*WHAT IS EXPECTED*:
Copy every entry below verbatim, except for images.

***** DATA SUPPLIED *****

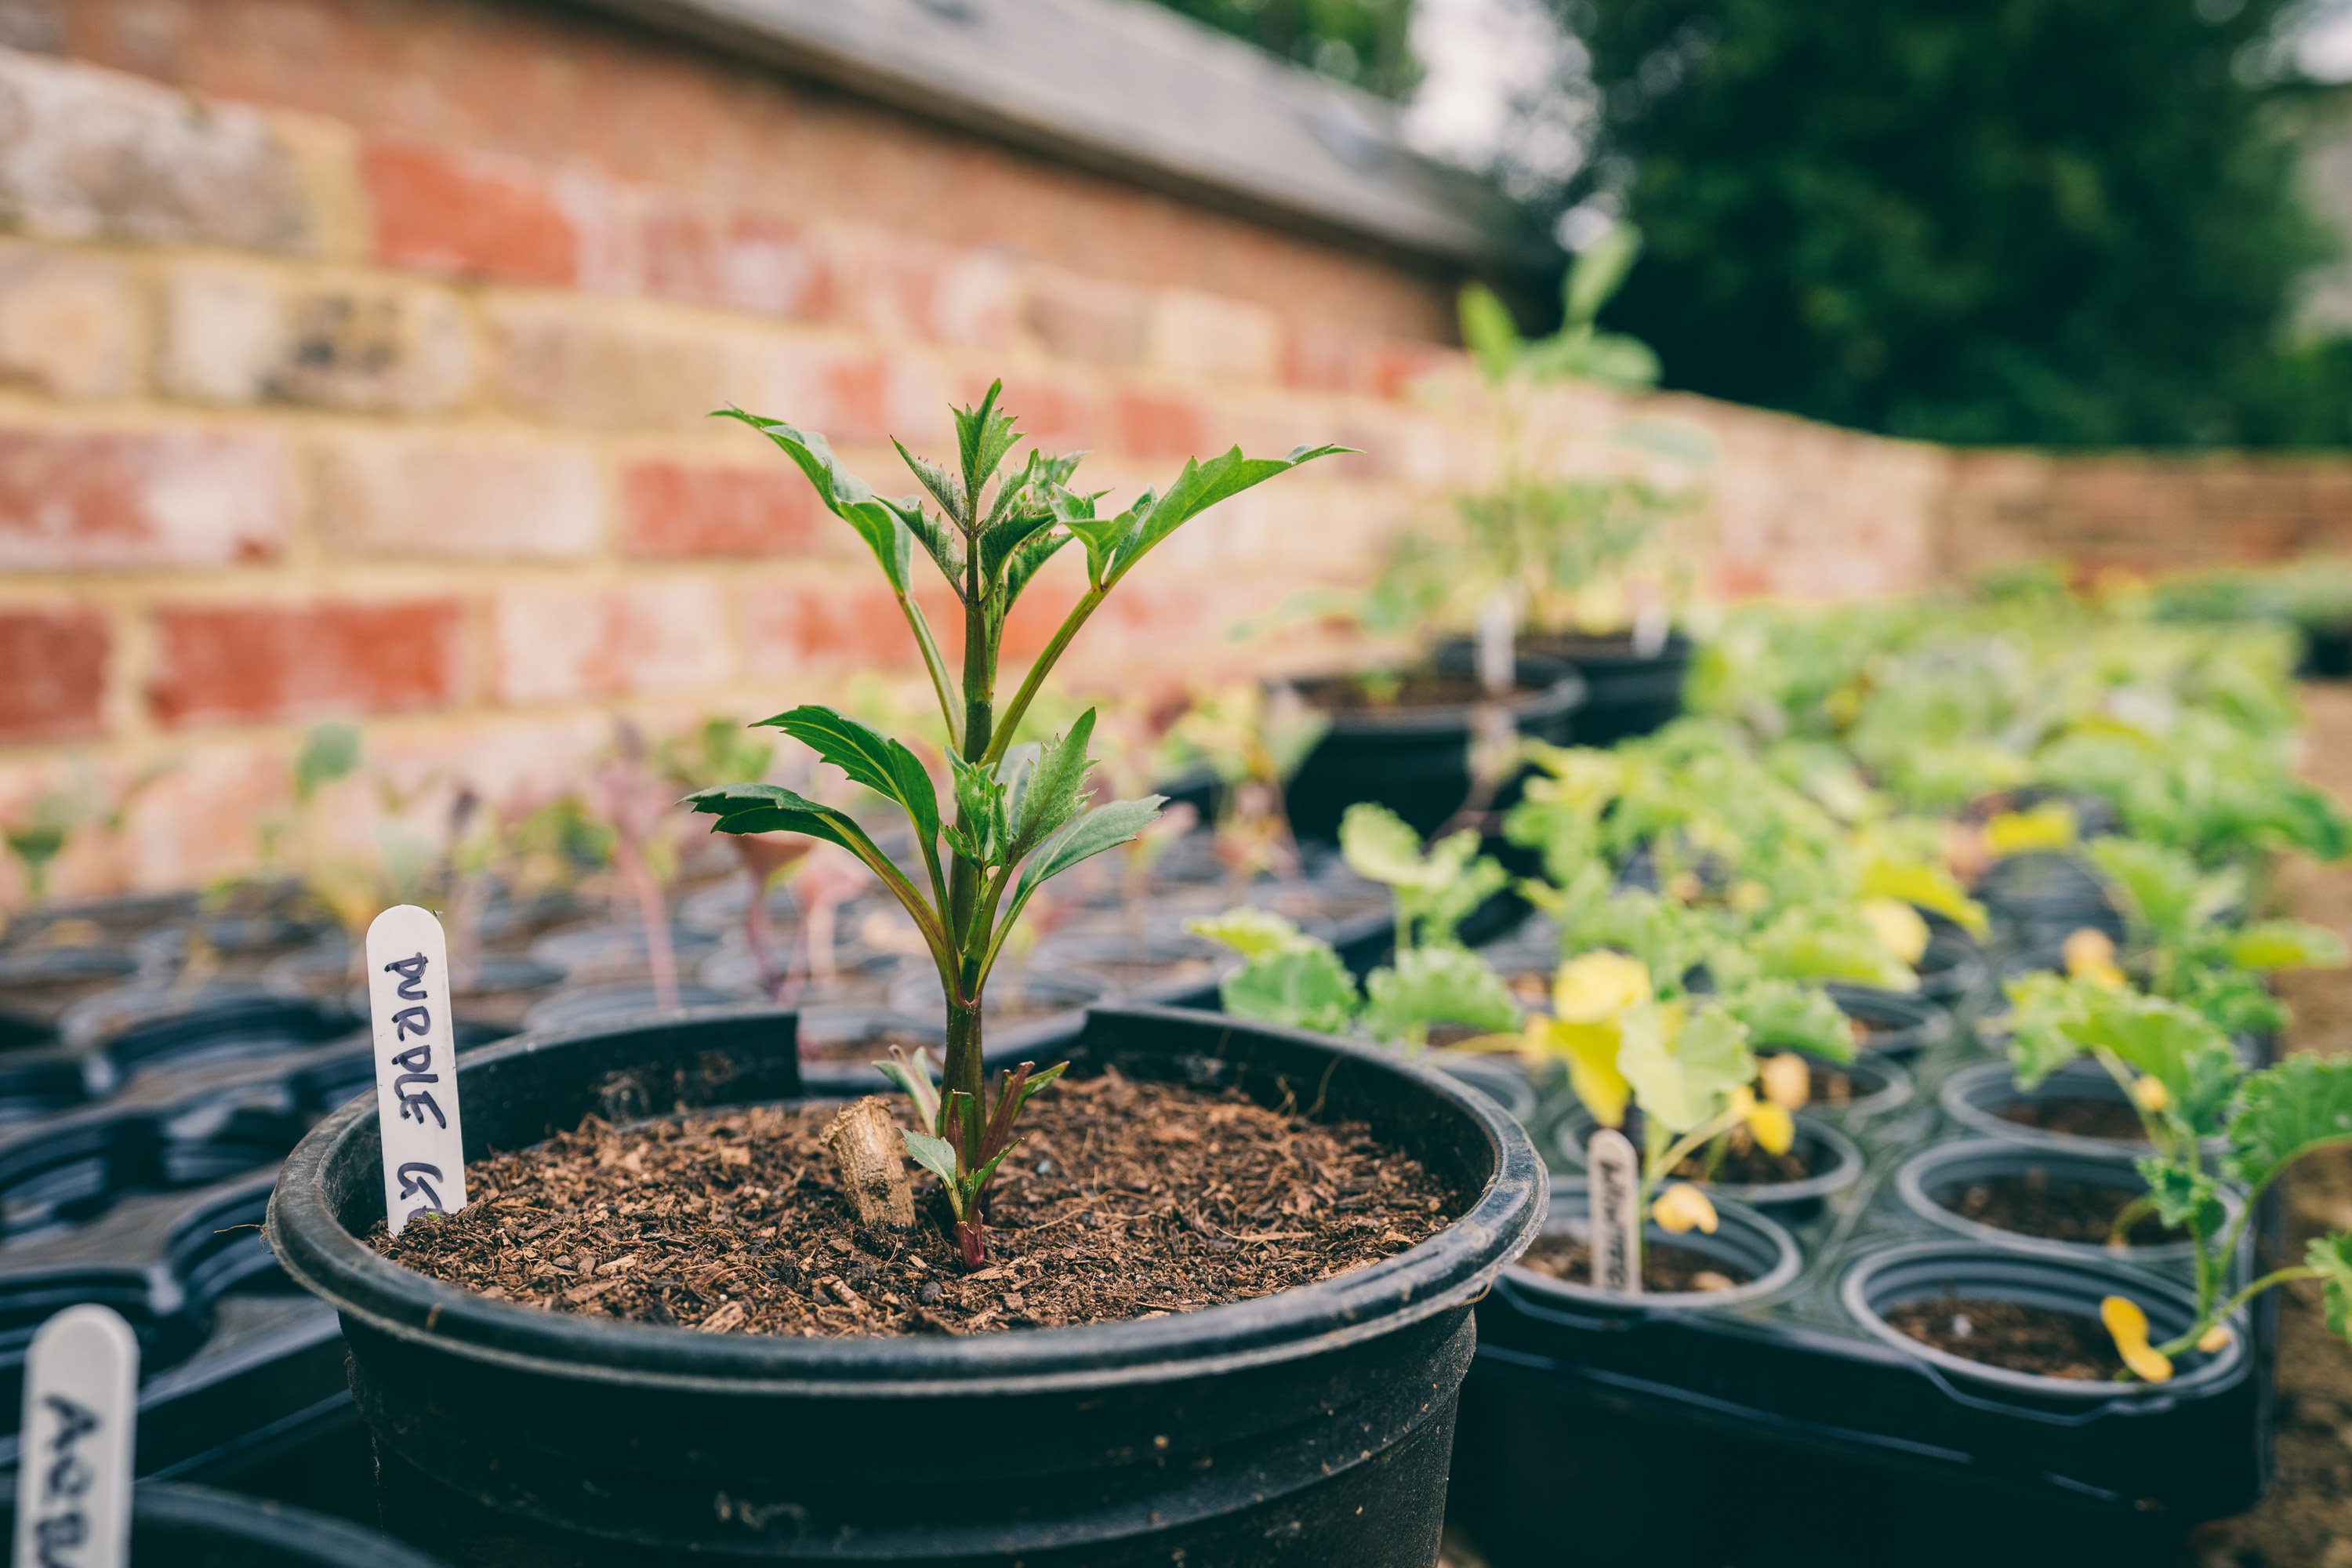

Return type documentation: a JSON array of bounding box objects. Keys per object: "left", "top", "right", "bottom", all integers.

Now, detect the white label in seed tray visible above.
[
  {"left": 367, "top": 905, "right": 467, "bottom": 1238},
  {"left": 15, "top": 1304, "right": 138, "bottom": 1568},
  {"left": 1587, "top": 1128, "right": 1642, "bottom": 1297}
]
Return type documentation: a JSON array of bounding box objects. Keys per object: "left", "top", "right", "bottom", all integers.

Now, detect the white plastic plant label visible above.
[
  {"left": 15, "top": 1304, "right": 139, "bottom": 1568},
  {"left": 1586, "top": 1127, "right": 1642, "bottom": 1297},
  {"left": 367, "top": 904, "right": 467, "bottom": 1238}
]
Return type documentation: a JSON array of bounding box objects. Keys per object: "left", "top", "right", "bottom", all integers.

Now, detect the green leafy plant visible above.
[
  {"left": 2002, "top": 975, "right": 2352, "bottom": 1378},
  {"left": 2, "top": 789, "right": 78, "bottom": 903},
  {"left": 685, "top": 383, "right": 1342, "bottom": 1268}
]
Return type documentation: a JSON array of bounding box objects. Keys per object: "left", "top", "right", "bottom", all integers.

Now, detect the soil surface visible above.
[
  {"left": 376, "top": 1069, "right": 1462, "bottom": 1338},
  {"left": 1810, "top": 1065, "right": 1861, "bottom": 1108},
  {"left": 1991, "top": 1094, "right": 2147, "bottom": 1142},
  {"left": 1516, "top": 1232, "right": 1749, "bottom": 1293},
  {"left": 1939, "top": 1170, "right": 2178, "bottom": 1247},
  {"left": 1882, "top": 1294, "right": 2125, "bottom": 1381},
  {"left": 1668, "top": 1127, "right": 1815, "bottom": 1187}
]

*****

*REPLY TO THE EXERCISE*:
Return type documentation: a JSON array of bounding box objects. Keys per object: "left", "top", "right", "bottom", all integers.

Now, detect the white label in seed tray visible above.
[
  {"left": 367, "top": 905, "right": 467, "bottom": 1238},
  {"left": 15, "top": 1304, "right": 138, "bottom": 1568},
  {"left": 1587, "top": 1128, "right": 1642, "bottom": 1297}
]
Return type documentation: a JSON array of bounding box objects. Keys per object: "left", "top", "right", "bottom", all integers.

Now, detect the white plastic plant label visible above.
[
  {"left": 15, "top": 1304, "right": 139, "bottom": 1568},
  {"left": 1586, "top": 1127, "right": 1642, "bottom": 1297},
  {"left": 367, "top": 904, "right": 467, "bottom": 1238}
]
Return type documentation: a JSON array of bounding box objects. Keys per object: "left", "top", "right", "bottom", all integers.

Now, detect the green leafy plant visible above.
[
  {"left": 2002, "top": 975, "right": 2352, "bottom": 1378},
  {"left": 2, "top": 789, "right": 78, "bottom": 903},
  {"left": 685, "top": 383, "right": 1342, "bottom": 1268}
]
Return type documentation: a JSON array of bounding box objects. Keys per object: "left", "top", "right", "bottom", all integers.

Now, detect the soil surface visible above.
[
  {"left": 376, "top": 1069, "right": 1462, "bottom": 1338},
  {"left": 1810, "top": 1065, "right": 1861, "bottom": 1108},
  {"left": 1991, "top": 1094, "right": 2147, "bottom": 1142},
  {"left": 1516, "top": 1232, "right": 1749, "bottom": 1293},
  {"left": 1939, "top": 1170, "right": 2178, "bottom": 1247},
  {"left": 1882, "top": 1294, "right": 2125, "bottom": 1381},
  {"left": 1668, "top": 1127, "right": 1815, "bottom": 1187}
]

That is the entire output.